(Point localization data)
•••

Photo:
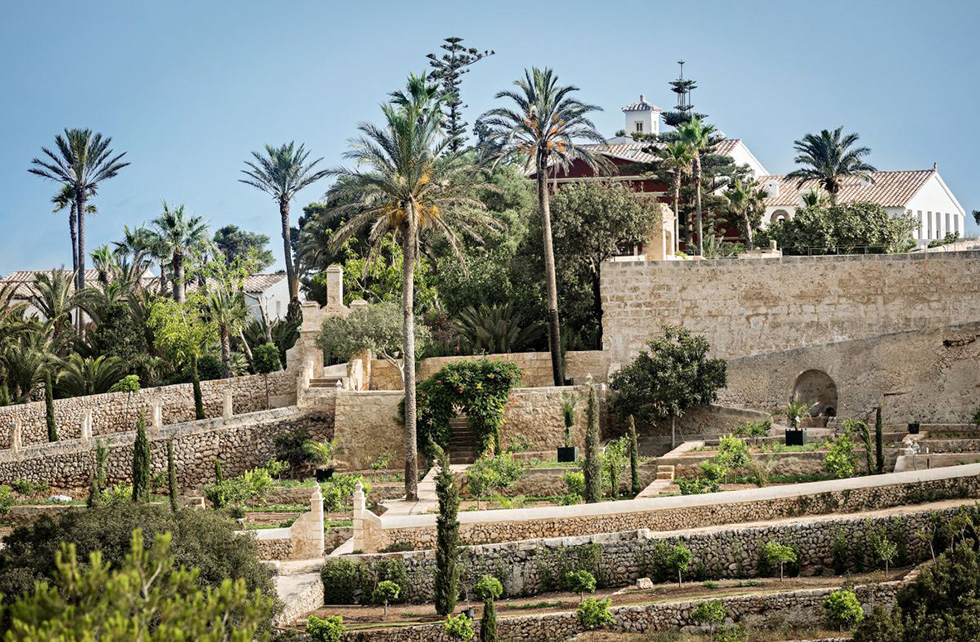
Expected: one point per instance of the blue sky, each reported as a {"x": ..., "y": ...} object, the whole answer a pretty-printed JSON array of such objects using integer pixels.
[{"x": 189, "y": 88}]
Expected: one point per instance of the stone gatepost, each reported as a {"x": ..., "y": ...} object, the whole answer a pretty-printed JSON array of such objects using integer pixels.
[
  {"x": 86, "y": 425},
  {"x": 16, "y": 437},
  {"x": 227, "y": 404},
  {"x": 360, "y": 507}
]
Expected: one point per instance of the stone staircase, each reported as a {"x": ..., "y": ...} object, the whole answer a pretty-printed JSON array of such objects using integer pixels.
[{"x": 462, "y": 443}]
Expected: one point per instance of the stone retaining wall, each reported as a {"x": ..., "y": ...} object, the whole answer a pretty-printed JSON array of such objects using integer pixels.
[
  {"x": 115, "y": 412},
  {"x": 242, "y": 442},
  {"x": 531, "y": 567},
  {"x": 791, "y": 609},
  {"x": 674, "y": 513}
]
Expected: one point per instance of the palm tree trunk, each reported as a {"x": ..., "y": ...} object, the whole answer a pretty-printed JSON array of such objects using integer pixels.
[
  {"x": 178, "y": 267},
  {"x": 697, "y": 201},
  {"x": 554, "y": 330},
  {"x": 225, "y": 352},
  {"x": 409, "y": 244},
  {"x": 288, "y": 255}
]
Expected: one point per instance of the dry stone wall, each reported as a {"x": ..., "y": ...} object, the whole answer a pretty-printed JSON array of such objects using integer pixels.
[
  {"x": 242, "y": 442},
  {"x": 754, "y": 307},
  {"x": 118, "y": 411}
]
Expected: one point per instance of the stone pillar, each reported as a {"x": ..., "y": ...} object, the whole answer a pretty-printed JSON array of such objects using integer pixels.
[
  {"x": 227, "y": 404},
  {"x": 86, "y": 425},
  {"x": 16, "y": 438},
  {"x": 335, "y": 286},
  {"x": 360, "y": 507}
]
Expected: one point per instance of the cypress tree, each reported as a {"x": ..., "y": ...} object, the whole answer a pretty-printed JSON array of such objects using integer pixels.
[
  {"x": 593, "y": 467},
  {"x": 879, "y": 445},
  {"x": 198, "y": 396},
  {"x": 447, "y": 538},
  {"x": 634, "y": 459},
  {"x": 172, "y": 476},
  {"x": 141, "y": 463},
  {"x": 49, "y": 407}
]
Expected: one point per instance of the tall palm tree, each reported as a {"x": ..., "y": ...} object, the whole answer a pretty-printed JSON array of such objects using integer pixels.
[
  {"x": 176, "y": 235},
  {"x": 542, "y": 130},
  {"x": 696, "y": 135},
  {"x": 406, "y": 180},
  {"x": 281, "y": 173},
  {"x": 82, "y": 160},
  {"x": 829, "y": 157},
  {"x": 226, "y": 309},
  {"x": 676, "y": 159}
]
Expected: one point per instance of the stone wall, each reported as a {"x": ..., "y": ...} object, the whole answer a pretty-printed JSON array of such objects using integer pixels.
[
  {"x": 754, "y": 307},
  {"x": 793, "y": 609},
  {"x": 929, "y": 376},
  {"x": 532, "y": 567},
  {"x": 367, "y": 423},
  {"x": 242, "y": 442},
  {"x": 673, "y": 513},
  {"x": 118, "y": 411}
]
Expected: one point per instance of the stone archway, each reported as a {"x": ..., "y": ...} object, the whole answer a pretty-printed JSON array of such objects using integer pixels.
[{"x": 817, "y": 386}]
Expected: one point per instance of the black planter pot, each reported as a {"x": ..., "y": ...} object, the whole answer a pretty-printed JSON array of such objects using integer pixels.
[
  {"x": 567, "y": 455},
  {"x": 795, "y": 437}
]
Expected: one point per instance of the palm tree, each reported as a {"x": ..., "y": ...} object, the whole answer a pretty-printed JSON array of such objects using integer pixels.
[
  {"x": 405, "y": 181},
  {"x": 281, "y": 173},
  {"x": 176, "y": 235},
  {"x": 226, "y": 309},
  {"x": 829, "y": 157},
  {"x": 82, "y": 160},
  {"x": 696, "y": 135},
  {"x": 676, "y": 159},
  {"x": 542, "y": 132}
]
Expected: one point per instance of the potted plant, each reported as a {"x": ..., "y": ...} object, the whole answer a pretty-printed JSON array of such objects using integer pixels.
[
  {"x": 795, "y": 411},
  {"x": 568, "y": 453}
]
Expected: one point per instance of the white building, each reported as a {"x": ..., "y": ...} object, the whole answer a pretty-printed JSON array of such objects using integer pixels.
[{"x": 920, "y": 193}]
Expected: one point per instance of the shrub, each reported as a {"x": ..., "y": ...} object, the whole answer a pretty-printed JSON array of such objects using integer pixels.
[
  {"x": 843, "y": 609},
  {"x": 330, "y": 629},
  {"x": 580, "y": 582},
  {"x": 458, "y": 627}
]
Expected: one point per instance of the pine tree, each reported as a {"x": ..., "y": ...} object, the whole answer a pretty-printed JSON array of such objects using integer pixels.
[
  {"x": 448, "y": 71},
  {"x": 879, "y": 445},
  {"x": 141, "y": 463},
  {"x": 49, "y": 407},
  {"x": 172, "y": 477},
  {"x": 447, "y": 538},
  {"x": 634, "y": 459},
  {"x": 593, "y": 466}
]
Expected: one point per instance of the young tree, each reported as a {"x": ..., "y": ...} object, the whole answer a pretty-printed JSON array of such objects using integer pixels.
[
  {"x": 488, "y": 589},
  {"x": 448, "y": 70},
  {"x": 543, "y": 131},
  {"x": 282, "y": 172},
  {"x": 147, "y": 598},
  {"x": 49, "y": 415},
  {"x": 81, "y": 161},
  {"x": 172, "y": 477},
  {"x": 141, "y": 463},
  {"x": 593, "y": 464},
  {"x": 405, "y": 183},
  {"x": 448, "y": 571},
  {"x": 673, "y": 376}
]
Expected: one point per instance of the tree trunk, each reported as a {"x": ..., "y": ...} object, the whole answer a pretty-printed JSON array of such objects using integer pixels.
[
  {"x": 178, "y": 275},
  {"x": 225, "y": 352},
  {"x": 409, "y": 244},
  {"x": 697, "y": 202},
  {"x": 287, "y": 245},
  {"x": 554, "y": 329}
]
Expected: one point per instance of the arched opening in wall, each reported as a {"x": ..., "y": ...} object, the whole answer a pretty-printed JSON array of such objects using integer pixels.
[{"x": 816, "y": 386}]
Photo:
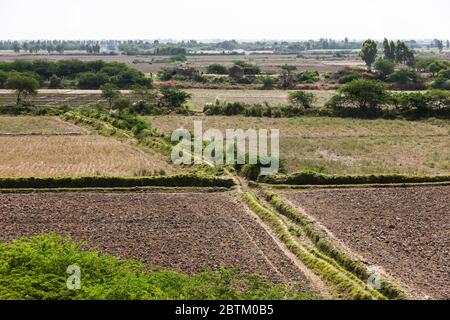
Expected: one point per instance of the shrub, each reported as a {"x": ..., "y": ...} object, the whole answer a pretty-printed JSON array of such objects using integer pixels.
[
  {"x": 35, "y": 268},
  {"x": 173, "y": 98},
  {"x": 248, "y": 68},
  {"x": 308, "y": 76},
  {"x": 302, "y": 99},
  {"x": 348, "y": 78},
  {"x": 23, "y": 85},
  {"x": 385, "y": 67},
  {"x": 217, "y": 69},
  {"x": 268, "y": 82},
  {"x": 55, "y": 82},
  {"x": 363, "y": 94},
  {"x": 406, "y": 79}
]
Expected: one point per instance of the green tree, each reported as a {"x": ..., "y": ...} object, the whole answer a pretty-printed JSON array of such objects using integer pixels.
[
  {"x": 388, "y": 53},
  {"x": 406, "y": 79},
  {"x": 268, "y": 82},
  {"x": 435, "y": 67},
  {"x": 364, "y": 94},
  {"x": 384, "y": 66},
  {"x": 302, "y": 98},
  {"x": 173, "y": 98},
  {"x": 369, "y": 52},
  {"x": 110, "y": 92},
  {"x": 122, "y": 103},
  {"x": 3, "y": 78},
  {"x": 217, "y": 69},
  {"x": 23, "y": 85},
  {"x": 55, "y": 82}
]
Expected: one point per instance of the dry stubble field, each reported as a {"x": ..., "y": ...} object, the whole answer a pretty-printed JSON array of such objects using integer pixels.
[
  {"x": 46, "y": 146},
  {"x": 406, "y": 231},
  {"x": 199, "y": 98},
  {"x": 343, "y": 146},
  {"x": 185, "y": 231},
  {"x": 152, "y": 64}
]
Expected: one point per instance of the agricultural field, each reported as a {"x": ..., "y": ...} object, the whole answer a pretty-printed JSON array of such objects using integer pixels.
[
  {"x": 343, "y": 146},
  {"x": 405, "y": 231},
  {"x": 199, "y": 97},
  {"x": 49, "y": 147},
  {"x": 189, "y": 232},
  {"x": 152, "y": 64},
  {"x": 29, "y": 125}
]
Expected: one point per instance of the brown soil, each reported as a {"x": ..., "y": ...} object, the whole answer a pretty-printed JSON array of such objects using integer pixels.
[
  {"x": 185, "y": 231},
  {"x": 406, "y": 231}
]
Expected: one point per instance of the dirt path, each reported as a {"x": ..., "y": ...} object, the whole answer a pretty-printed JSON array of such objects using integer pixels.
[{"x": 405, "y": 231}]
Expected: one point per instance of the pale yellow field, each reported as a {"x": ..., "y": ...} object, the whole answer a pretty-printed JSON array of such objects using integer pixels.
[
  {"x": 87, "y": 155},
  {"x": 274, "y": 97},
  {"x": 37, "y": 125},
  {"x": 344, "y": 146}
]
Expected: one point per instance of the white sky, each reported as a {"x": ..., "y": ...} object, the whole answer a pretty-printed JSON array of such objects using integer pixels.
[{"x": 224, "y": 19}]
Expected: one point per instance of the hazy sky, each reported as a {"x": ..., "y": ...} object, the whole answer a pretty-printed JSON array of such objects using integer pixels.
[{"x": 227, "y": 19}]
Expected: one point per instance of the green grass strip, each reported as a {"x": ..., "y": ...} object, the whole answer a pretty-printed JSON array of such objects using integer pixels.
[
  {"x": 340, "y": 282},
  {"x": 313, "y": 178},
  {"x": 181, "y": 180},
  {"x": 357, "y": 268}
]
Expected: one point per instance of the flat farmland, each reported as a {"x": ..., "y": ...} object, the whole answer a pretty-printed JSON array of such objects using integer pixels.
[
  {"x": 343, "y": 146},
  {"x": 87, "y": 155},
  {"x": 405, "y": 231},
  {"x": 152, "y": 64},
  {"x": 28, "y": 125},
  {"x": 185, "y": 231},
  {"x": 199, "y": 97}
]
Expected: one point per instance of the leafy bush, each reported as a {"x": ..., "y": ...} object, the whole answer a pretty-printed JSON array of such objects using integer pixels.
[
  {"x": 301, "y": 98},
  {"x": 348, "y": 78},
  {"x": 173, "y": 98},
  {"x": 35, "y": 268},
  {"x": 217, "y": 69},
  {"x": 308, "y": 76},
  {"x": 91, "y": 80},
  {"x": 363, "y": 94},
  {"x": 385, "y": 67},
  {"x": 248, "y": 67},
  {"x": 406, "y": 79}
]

•••

> **Your goal**
Your task is to reproduce exactly the lines that begin with the one containing "Expected: one point per instance of the leafy" and continue to the end of the data, both ends included.

> **Result below**
Expected: one point per instance of the leafy bush, each reported as a {"x": ..., "y": ...} object, the whole answer a pretty-printed JSON array of such objects using integer pixels.
[
  {"x": 301, "y": 98},
  {"x": 348, "y": 78},
  {"x": 173, "y": 98},
  {"x": 35, "y": 268},
  {"x": 217, "y": 69},
  {"x": 308, "y": 76},
  {"x": 91, "y": 80},
  {"x": 363, "y": 94},
  {"x": 385, "y": 67},
  {"x": 248, "y": 67},
  {"x": 406, "y": 79}
]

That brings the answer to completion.